- Material supplied

= = = =

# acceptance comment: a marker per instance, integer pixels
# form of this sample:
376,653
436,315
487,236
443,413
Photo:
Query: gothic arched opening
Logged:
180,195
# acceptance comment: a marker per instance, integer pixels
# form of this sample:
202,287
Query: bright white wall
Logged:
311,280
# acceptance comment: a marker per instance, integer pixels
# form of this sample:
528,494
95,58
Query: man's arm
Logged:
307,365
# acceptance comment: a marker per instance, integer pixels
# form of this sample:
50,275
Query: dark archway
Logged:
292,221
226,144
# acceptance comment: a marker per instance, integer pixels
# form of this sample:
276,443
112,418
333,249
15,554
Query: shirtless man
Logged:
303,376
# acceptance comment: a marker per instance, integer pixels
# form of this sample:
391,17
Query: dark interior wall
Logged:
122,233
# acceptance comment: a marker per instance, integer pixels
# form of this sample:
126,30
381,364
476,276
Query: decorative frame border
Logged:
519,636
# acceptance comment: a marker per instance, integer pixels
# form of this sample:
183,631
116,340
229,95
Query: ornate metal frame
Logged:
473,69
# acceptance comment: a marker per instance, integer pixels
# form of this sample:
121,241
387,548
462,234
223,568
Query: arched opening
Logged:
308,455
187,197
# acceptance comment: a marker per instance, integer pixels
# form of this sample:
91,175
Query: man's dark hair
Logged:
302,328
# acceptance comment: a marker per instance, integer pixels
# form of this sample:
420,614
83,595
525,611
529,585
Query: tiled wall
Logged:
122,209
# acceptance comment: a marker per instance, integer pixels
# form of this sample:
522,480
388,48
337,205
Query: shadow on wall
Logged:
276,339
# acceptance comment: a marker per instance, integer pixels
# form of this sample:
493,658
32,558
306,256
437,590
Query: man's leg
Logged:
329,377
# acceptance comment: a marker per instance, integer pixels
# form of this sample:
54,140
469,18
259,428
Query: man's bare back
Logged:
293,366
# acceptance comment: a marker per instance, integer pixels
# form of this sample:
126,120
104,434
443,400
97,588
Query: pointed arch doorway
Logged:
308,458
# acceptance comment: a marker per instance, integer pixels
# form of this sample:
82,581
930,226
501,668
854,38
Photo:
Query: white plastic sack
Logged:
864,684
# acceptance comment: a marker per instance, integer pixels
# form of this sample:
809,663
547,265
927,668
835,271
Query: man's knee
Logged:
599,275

= = = =

- What is expected
Return all lines from the data above with "dark" in them.

- Exercise output
Query: dark archway
Query: dark interior wall
Query: man's dark hair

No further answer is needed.